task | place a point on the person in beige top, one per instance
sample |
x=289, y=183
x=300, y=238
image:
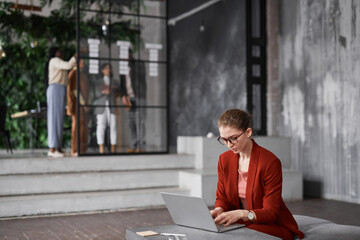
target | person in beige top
x=83, y=110
x=55, y=94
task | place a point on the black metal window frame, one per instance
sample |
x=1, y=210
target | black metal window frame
x=256, y=63
x=138, y=15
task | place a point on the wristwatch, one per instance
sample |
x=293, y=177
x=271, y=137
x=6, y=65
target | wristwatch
x=251, y=216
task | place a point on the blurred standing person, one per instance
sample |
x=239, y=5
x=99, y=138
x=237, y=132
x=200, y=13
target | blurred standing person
x=56, y=92
x=133, y=91
x=84, y=111
x=105, y=94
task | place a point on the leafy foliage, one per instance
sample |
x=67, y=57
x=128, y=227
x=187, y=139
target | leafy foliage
x=26, y=39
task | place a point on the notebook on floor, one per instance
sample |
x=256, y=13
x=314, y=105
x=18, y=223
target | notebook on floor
x=193, y=212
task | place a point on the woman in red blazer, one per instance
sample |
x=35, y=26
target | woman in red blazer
x=250, y=181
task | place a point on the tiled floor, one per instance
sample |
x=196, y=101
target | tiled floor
x=113, y=225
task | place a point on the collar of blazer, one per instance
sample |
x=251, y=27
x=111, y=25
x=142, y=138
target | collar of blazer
x=234, y=166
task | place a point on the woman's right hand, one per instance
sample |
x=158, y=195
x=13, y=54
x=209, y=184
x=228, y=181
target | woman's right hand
x=216, y=212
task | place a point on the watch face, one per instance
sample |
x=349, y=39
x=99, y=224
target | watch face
x=251, y=215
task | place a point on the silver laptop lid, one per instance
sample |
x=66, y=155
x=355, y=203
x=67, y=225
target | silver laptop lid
x=189, y=211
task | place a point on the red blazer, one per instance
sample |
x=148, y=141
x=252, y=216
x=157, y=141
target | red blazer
x=263, y=192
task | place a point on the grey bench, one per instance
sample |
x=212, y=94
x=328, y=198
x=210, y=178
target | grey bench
x=314, y=229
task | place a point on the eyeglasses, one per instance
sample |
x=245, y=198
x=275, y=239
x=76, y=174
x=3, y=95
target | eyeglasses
x=232, y=140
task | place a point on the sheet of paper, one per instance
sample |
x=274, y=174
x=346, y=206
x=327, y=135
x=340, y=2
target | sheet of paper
x=147, y=233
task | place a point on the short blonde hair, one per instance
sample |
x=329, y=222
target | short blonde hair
x=236, y=118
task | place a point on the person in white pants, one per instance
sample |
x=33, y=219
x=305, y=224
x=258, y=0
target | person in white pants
x=105, y=113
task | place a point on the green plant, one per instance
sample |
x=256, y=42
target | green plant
x=24, y=44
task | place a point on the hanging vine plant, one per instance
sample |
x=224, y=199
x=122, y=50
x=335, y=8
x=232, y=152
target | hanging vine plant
x=24, y=43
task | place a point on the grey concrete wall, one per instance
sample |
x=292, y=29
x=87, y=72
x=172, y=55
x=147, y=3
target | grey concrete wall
x=320, y=86
x=207, y=68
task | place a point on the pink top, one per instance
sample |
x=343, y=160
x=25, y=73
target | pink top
x=242, y=180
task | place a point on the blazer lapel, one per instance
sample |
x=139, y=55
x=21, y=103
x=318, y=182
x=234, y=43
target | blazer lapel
x=234, y=166
x=254, y=159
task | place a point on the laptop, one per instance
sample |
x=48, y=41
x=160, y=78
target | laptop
x=190, y=211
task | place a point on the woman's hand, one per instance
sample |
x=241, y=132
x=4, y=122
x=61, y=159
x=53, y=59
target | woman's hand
x=227, y=218
x=216, y=212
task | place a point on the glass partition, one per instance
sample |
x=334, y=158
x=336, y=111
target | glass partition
x=122, y=77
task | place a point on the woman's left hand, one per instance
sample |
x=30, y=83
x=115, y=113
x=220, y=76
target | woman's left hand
x=227, y=218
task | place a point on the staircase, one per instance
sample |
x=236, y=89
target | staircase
x=35, y=186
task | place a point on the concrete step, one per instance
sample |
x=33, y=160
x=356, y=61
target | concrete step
x=86, y=181
x=82, y=202
x=11, y=166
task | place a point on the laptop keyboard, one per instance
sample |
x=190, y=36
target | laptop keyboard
x=222, y=228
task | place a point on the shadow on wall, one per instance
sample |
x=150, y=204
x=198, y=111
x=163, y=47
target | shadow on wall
x=313, y=189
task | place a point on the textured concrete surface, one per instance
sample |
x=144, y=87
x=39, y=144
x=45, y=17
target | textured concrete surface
x=319, y=74
x=114, y=224
x=207, y=68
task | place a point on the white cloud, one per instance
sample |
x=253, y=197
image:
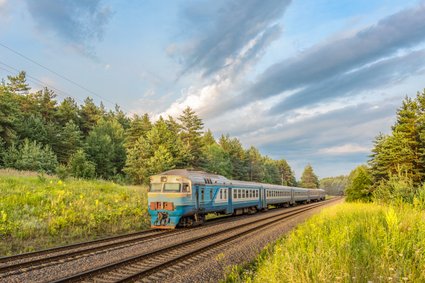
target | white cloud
x=345, y=149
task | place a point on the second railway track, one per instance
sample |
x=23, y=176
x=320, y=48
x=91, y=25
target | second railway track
x=144, y=266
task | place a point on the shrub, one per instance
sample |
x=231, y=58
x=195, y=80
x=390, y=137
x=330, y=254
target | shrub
x=359, y=184
x=80, y=167
x=30, y=155
x=62, y=172
x=398, y=189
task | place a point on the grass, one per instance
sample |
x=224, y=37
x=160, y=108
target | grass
x=345, y=243
x=39, y=212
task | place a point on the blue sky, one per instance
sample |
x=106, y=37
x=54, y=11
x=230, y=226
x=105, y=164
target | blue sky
x=308, y=81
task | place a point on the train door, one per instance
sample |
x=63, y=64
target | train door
x=263, y=198
x=229, y=201
x=197, y=198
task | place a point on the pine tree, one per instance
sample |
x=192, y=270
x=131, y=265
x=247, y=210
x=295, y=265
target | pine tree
x=9, y=116
x=380, y=158
x=139, y=126
x=18, y=84
x=70, y=140
x=208, y=138
x=217, y=160
x=271, y=171
x=406, y=141
x=287, y=177
x=238, y=157
x=359, y=184
x=80, y=167
x=105, y=148
x=68, y=111
x=309, y=179
x=30, y=155
x=255, y=169
x=160, y=150
x=89, y=115
x=191, y=135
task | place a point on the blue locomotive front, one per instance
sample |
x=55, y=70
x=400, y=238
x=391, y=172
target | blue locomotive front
x=183, y=197
x=169, y=197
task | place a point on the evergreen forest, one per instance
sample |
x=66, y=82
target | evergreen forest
x=40, y=133
x=395, y=172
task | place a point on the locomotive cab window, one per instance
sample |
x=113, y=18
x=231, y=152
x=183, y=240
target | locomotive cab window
x=185, y=188
x=172, y=187
x=155, y=187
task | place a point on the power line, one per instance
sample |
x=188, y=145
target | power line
x=40, y=83
x=56, y=73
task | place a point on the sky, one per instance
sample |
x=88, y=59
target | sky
x=313, y=82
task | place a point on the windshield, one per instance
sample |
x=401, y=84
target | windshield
x=155, y=187
x=172, y=187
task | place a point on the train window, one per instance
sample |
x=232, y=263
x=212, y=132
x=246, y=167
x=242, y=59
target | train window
x=185, y=188
x=172, y=187
x=155, y=187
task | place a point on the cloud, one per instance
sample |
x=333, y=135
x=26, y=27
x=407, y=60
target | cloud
x=345, y=149
x=224, y=31
x=398, y=31
x=385, y=72
x=341, y=66
x=79, y=23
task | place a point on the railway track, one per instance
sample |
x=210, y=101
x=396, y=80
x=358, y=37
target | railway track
x=148, y=266
x=32, y=260
x=12, y=265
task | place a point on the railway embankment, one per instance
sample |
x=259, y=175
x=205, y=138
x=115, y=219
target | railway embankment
x=184, y=255
x=350, y=242
x=40, y=211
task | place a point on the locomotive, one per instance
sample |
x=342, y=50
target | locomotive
x=182, y=197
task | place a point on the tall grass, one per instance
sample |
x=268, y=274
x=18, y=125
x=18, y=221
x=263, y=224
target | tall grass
x=346, y=243
x=38, y=212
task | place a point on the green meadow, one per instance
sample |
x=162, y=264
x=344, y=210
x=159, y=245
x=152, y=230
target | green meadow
x=350, y=242
x=40, y=211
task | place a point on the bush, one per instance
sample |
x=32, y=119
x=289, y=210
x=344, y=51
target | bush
x=80, y=167
x=359, y=185
x=398, y=189
x=32, y=156
x=62, y=172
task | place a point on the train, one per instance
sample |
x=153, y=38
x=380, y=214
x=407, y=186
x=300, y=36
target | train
x=183, y=197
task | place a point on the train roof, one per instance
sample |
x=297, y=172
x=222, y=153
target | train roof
x=201, y=177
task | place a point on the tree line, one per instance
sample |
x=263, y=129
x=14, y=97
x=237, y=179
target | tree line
x=396, y=169
x=87, y=141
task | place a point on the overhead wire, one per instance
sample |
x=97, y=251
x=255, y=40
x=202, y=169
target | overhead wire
x=40, y=83
x=57, y=74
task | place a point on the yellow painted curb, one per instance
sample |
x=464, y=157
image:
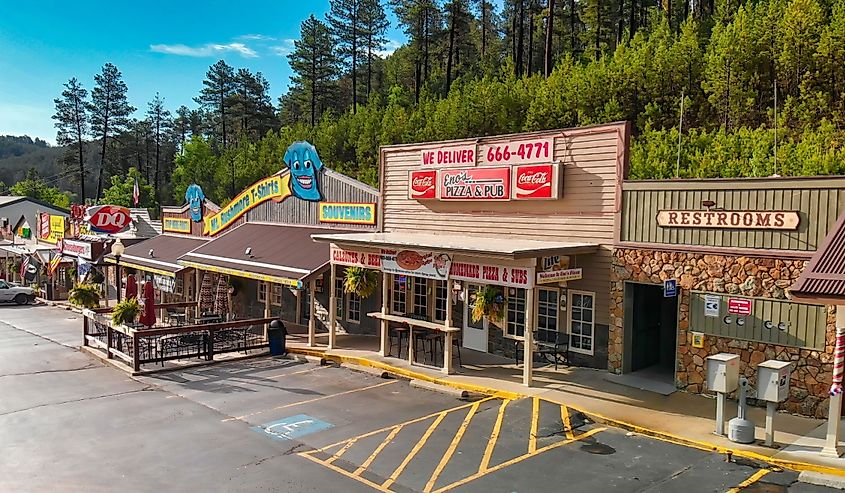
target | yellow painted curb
x=659, y=435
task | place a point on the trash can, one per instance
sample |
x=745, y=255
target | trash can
x=276, y=337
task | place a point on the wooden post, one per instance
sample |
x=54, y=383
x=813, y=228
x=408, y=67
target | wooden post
x=528, y=341
x=385, y=301
x=332, y=307
x=312, y=319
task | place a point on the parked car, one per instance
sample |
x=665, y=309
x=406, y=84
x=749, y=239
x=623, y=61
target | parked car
x=12, y=293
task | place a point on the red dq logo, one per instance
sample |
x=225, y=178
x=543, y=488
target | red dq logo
x=108, y=218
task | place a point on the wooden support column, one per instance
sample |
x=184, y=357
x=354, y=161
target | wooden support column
x=385, y=303
x=528, y=342
x=332, y=307
x=312, y=317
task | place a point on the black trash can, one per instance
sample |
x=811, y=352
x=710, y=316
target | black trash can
x=276, y=336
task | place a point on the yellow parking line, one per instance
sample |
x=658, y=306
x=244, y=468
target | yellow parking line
x=567, y=424
x=414, y=451
x=451, y=450
x=518, y=459
x=378, y=450
x=751, y=480
x=494, y=437
x=535, y=421
x=312, y=400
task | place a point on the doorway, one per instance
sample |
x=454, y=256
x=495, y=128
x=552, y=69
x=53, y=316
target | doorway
x=652, y=327
x=475, y=333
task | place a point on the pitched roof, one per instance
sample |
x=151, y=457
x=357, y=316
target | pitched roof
x=824, y=278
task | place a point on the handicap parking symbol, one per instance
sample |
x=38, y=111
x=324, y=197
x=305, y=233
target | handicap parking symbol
x=292, y=427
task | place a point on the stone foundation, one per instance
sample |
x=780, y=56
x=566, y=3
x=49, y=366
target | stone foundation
x=744, y=276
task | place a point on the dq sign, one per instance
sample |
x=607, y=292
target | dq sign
x=108, y=218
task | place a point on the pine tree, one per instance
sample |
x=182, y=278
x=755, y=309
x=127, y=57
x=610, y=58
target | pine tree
x=109, y=111
x=314, y=65
x=72, y=123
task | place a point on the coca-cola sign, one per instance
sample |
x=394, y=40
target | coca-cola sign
x=422, y=185
x=536, y=181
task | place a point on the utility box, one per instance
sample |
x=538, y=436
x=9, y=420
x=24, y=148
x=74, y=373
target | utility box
x=723, y=372
x=773, y=380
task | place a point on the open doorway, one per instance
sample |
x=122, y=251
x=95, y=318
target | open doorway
x=652, y=327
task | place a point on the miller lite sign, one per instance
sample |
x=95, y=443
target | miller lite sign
x=536, y=181
x=108, y=218
x=422, y=185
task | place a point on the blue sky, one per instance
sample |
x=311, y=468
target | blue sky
x=158, y=45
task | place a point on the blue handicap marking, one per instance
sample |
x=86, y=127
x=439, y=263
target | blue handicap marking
x=292, y=427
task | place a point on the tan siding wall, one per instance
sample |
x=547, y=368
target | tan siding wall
x=586, y=212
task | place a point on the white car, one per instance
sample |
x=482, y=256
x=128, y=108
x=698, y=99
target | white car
x=18, y=294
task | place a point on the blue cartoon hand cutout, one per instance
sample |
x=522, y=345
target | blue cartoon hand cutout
x=194, y=197
x=304, y=164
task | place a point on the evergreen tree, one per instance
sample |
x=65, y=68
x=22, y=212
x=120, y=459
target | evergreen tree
x=72, y=123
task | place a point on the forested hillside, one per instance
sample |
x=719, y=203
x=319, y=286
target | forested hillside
x=758, y=84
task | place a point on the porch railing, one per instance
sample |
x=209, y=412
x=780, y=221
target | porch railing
x=144, y=346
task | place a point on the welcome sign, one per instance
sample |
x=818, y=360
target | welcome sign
x=275, y=187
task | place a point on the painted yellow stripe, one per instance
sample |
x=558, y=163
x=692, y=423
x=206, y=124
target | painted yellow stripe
x=312, y=400
x=494, y=437
x=535, y=421
x=414, y=451
x=567, y=424
x=751, y=480
x=378, y=450
x=517, y=460
x=451, y=450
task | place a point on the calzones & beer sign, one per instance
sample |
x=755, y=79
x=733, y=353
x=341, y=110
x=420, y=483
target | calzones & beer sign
x=783, y=220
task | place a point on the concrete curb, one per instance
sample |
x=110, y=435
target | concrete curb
x=598, y=418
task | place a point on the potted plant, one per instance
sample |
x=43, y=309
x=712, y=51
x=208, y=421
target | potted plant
x=360, y=281
x=85, y=295
x=126, y=312
x=489, y=302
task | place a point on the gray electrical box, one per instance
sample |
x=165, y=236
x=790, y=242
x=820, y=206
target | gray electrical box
x=723, y=372
x=773, y=380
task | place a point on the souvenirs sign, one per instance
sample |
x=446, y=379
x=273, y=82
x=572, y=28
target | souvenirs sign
x=176, y=224
x=773, y=220
x=474, y=184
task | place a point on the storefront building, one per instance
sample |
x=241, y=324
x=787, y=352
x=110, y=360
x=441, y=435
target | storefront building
x=523, y=222
x=706, y=266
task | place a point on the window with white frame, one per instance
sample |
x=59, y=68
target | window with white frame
x=547, y=315
x=581, y=321
x=515, y=313
x=440, y=300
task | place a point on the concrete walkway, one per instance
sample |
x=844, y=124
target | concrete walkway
x=679, y=417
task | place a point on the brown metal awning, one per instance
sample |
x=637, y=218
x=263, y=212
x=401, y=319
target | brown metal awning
x=279, y=253
x=823, y=281
x=158, y=255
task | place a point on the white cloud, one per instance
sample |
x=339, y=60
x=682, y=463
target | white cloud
x=207, y=50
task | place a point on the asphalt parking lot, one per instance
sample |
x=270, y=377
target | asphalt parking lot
x=69, y=423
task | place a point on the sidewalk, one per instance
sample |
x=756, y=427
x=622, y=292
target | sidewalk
x=680, y=417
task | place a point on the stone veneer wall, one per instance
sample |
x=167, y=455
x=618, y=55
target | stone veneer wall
x=746, y=276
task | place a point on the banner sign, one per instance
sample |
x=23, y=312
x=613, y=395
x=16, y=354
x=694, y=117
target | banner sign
x=475, y=184
x=347, y=213
x=275, y=187
x=527, y=151
x=516, y=277
x=421, y=185
x=176, y=224
x=354, y=258
x=463, y=155
x=559, y=275
x=774, y=220
x=427, y=265
x=536, y=181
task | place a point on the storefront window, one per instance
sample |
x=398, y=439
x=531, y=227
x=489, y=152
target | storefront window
x=581, y=322
x=440, y=295
x=547, y=315
x=516, y=312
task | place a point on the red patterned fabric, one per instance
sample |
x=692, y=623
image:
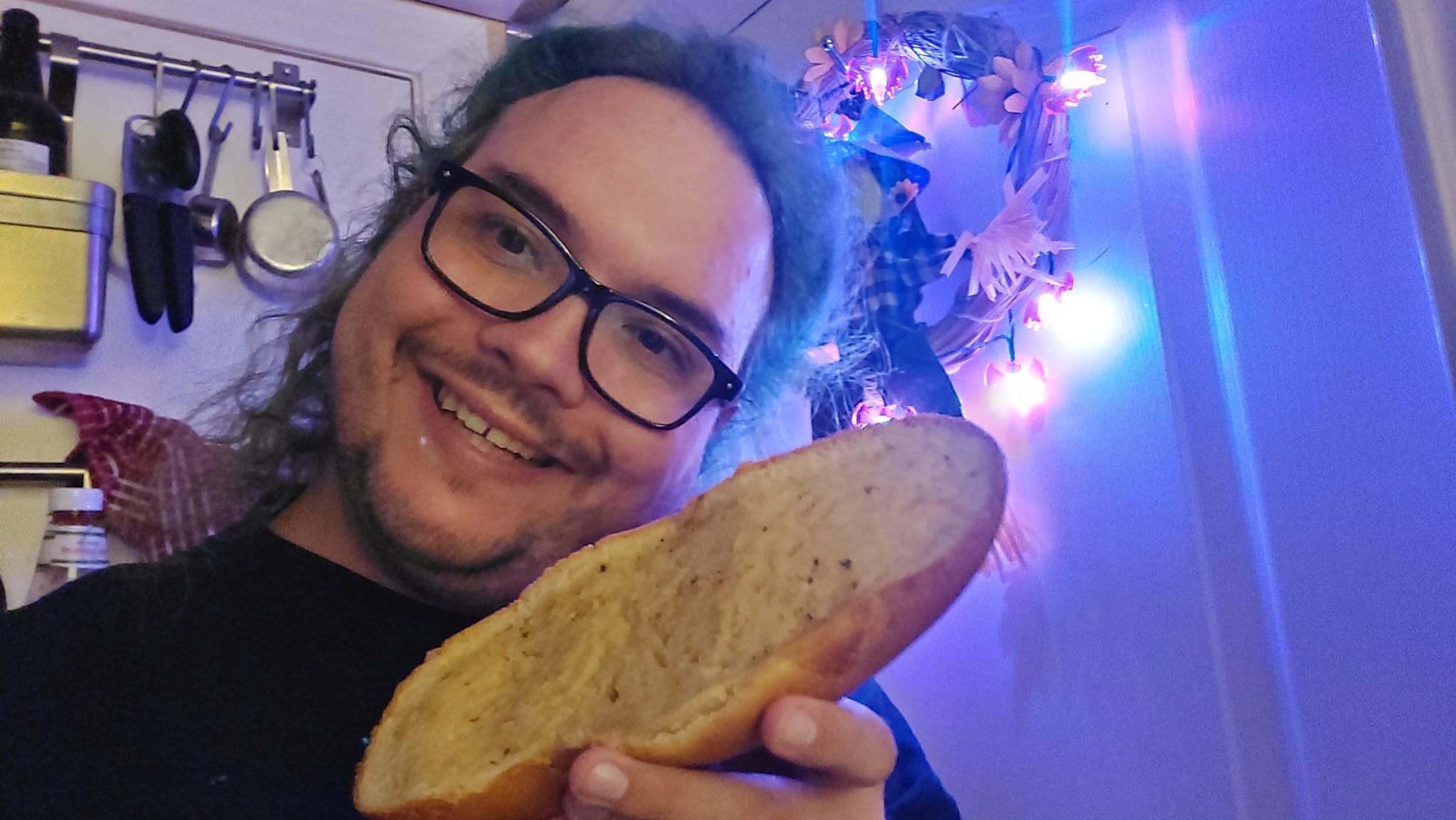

→ HOW TO COMPLETE THIS TASK
Give the lines again word for word, from the start of the records to the line holding "x=252, y=216", both included, and leave out any picture.

→ RESULT
task | place a point on the person in beige top, one per instance
sample |
x=289, y=183
x=300, y=238
image:
target | person in beige top
x=83, y=110
x=55, y=94
task | place a point on the black metal window frame, one per instance
sample |
x=1, y=210
target | black metal window frame
x=256, y=63
x=138, y=15
task | place a point on the wristwatch, one per instance
sample |
x=293, y=177
x=271, y=137
x=6, y=65
target | wristwatch
x=251, y=216
task | place a point on the blurred standing person, one per instance
sample |
x=239, y=5
x=99, y=138
x=237, y=132
x=200, y=13
target | blurred standing person
x=56, y=92
x=133, y=91
x=84, y=111
x=105, y=94
task | place a point on the leafy foliage, one per instance
sample |
x=67, y=57
x=128, y=227
x=187, y=139
target | leafy foliage
x=26, y=39
task | place a point on the notebook on floor, one per instance
sample |
x=256, y=13
x=314, y=105
x=18, y=223
target | notebook on floor
x=193, y=212
task | place a point on the woman in red blazer, one per instance
sample |
x=35, y=26
target | woman in red blazer
x=250, y=181
task | place a point on the tiled floor, one per instance
sample |
x=196, y=101
target | tiled floor
x=113, y=225
task | place a point on the collar of blazer, one per instance
sample |
x=251, y=27
x=111, y=25
x=142, y=138
target | collar of blazer
x=234, y=166
task | place a point on the woman's right hand, one per instance
sample |
x=158, y=195
x=13, y=54
x=209, y=184
x=228, y=181
target | woman's right hand
x=216, y=212
task | place a point on the watch face, one per instance
sample |
x=349, y=39
x=99, y=224
target | watch face
x=251, y=215
task | place a point on the silver laptop lid, one per instance
sample |
x=66, y=155
x=355, y=203
x=67, y=225
target | silver laptop lid
x=189, y=211
task | place a point on the red blazer, one per instance
sample |
x=148, y=141
x=252, y=216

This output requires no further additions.